[Requirement]: List each line of the items below that contains the string "image", treating uppercase and lowercase as different.

==== Material to process ====

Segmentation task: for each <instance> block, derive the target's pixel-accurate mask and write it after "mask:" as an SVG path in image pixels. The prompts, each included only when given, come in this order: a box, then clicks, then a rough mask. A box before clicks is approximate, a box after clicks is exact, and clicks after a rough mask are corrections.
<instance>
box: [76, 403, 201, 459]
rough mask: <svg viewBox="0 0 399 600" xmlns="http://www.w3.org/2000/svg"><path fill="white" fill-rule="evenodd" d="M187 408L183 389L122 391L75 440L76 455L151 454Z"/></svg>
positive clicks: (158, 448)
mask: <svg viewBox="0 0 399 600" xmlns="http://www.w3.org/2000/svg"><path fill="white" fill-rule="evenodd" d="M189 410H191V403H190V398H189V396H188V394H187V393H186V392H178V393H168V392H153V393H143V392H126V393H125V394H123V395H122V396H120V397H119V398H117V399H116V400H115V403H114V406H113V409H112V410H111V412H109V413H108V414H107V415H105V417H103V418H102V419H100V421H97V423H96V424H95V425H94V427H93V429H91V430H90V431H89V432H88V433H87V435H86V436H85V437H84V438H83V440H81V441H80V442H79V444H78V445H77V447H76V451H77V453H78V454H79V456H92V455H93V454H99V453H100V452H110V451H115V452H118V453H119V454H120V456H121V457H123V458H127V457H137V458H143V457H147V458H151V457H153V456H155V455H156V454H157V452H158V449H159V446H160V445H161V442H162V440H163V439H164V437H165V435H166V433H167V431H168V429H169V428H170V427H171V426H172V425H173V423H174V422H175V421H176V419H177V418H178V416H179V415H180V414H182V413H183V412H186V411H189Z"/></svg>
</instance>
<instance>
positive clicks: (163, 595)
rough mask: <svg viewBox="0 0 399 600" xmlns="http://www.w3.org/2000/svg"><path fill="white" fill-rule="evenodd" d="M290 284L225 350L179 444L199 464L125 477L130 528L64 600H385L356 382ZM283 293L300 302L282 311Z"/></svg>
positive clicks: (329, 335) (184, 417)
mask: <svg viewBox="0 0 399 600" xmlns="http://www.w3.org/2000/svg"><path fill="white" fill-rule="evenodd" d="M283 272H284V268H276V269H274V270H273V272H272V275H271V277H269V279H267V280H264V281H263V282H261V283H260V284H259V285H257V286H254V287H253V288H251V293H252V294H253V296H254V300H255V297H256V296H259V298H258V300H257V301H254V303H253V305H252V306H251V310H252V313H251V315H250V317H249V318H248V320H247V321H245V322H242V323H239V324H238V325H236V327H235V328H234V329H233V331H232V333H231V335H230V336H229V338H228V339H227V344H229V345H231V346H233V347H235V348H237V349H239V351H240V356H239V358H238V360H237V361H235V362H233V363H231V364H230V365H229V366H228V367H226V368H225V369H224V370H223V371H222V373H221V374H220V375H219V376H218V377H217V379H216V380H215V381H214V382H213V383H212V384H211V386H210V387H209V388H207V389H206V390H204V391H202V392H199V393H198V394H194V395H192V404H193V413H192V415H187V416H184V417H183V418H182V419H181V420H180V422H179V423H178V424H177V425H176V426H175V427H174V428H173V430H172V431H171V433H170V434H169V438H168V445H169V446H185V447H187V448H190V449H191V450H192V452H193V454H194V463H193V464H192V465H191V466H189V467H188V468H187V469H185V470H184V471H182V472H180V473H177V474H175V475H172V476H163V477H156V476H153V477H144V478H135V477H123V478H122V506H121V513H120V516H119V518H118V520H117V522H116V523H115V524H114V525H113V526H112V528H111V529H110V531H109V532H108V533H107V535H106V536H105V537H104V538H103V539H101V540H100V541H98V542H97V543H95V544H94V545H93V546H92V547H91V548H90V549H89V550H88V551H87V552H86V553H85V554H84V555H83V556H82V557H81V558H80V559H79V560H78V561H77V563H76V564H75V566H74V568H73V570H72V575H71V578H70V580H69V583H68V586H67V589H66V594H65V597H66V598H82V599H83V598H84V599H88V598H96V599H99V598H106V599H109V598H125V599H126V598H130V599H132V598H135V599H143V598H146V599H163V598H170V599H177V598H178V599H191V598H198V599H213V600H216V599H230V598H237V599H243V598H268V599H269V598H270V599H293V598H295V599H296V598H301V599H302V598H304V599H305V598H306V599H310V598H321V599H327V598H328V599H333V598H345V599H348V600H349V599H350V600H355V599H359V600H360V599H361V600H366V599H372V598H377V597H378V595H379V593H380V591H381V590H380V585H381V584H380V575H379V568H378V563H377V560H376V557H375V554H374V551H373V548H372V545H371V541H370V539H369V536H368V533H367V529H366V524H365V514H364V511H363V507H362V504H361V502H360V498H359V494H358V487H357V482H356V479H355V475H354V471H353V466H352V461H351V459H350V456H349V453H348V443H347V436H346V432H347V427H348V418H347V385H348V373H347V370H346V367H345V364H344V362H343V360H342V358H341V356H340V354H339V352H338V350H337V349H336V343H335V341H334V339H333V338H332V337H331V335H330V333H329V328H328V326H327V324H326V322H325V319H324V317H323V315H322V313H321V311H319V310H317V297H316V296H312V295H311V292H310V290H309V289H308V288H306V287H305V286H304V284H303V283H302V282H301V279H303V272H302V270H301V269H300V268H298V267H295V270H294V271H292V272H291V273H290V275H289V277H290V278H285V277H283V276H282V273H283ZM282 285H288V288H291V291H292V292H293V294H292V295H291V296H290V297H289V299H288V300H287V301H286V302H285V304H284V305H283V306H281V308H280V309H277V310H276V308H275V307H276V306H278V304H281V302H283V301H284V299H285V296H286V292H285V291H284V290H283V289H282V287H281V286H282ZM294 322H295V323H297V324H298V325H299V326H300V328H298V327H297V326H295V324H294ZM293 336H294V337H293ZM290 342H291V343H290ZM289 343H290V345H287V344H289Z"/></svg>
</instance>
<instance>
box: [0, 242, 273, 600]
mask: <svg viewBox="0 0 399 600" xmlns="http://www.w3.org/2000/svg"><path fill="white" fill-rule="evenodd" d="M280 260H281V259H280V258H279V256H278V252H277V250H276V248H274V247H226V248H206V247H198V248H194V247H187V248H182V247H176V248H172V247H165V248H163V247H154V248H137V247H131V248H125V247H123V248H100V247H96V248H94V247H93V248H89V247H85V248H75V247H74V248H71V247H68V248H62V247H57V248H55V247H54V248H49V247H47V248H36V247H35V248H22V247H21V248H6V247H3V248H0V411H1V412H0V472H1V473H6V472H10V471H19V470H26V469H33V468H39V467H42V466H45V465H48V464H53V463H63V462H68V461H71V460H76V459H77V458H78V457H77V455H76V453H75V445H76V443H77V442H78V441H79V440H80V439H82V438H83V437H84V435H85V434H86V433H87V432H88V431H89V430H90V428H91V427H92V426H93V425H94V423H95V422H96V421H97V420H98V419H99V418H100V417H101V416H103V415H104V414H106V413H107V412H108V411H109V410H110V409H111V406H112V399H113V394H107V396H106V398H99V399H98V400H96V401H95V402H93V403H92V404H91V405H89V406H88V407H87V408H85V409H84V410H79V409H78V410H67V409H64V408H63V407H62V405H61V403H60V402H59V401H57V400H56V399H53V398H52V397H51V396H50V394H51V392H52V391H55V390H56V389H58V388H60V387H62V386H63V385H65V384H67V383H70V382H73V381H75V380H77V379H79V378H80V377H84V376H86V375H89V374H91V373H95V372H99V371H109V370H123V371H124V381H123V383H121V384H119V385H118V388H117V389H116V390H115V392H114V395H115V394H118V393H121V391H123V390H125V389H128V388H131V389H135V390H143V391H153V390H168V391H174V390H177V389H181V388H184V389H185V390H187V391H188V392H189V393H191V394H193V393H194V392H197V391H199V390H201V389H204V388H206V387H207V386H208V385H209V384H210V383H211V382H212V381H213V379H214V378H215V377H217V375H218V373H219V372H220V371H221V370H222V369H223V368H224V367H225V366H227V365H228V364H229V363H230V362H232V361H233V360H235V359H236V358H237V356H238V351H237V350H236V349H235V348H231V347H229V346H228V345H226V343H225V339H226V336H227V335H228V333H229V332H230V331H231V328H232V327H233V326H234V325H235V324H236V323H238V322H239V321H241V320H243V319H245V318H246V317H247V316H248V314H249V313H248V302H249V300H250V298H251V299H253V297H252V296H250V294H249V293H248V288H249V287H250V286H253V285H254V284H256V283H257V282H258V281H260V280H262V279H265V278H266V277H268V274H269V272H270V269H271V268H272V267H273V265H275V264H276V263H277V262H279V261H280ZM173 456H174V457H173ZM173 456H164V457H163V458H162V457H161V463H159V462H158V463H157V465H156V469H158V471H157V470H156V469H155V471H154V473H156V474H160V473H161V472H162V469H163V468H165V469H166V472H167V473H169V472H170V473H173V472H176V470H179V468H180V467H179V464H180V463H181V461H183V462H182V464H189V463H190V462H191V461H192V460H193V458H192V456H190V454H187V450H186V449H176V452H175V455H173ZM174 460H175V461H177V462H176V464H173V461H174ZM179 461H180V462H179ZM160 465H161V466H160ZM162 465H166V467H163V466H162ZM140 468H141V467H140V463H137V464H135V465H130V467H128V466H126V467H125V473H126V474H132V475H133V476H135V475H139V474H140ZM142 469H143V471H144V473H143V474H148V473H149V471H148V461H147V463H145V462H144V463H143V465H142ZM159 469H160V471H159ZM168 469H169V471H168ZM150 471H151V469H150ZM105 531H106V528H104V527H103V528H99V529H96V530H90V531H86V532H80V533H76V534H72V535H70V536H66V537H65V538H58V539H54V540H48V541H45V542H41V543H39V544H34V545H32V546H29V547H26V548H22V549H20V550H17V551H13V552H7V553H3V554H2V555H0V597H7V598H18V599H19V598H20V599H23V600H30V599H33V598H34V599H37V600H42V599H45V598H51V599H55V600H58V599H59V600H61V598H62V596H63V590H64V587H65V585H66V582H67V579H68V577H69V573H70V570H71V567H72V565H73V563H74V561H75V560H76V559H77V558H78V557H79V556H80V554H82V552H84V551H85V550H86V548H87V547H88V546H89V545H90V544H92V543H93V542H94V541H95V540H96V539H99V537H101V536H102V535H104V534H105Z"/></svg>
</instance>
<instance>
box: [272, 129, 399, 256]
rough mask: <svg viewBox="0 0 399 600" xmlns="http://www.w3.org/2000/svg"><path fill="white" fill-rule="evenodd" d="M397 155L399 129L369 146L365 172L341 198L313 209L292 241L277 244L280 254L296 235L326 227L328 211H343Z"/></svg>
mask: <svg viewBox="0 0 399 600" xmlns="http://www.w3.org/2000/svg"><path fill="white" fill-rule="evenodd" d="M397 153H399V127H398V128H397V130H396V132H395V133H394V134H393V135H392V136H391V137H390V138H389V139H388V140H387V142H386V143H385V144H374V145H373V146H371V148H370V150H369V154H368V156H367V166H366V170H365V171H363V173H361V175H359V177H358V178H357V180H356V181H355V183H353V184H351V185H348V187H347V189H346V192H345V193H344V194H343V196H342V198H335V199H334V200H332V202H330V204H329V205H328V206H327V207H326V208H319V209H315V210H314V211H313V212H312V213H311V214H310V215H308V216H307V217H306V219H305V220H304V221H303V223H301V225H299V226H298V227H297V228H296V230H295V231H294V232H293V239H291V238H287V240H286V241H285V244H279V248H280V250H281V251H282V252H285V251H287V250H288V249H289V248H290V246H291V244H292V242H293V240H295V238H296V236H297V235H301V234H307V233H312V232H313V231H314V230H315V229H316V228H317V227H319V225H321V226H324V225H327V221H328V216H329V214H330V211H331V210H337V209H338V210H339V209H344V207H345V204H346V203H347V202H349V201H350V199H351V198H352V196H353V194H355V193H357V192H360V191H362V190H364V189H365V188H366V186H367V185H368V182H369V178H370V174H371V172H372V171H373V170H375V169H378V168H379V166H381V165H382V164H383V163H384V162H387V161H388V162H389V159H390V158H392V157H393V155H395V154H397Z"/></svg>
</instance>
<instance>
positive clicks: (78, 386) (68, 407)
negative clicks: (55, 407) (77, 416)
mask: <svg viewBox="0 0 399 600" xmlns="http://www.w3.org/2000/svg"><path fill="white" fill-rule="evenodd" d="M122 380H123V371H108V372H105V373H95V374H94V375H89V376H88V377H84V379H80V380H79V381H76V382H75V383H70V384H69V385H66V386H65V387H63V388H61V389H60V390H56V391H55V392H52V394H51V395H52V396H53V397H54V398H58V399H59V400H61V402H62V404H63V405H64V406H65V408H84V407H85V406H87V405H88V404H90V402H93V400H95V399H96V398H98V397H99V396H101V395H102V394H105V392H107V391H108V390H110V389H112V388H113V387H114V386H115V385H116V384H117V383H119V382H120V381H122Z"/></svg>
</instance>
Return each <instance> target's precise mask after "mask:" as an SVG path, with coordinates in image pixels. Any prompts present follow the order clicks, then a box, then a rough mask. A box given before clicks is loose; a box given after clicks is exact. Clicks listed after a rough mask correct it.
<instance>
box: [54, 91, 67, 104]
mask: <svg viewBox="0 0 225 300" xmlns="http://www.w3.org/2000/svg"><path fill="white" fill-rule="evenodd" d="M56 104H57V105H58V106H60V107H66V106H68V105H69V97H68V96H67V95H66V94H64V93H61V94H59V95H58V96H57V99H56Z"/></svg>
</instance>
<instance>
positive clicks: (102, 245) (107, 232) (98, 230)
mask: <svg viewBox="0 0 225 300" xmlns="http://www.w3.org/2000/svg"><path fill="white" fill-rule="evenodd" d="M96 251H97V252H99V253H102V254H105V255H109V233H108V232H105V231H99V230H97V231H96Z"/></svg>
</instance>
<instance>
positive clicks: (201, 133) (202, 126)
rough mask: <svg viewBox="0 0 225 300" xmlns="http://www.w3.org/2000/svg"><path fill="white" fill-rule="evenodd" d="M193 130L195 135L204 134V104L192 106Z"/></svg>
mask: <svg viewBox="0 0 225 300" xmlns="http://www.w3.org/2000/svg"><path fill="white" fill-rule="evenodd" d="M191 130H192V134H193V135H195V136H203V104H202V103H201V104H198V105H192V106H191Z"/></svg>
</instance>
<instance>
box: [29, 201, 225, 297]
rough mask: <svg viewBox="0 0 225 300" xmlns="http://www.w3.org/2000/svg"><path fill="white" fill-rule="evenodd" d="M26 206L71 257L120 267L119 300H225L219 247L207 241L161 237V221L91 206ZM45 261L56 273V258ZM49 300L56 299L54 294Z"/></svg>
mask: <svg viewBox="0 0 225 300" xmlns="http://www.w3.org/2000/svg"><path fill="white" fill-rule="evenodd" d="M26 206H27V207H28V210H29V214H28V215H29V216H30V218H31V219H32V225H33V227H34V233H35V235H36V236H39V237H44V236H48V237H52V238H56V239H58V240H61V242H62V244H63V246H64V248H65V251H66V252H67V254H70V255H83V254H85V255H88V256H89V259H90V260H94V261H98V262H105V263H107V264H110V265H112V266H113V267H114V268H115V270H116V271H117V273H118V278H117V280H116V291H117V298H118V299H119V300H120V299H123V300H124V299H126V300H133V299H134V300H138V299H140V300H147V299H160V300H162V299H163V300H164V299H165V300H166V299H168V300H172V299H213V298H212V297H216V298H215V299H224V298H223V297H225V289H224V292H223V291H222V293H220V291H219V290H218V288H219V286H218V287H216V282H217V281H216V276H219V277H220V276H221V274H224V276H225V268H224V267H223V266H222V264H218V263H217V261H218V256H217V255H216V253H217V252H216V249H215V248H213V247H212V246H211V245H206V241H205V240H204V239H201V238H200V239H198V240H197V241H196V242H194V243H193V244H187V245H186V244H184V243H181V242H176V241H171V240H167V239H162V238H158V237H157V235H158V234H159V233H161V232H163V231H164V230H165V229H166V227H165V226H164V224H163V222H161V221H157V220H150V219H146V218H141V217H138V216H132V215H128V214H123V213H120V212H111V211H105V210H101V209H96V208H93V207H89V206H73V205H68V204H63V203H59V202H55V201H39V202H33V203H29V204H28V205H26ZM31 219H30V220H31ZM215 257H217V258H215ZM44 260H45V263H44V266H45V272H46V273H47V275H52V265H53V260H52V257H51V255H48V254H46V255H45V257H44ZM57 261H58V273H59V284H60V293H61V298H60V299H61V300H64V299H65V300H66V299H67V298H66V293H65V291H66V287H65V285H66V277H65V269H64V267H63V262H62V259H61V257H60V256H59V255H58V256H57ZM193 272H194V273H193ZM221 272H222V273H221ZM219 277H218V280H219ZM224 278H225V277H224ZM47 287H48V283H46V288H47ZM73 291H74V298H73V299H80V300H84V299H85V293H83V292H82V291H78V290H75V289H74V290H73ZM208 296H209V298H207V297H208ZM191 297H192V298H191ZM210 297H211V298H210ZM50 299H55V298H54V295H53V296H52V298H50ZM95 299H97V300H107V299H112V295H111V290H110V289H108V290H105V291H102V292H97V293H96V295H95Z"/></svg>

====

[Final answer]:
Segmentation task: for each <instance> block, derive the target's pixel-accurate mask and write it after "mask:" as an SVG path in image pixels. The prompts, each included only when given, come in this order: a box, then clicks, then a rough mask. A box before clicks is approximate, a box after clicks is exact, and clicks after a rough mask are corrections.
Return each <instance> target's precise mask after "mask:" as an SVG path, with coordinates in image pixels. Any prompts present follow the order clicks, then a box, then a rough mask. A box given before clicks is loose; a box given after clicks is exact. Clicks listed after a rough mask correct it.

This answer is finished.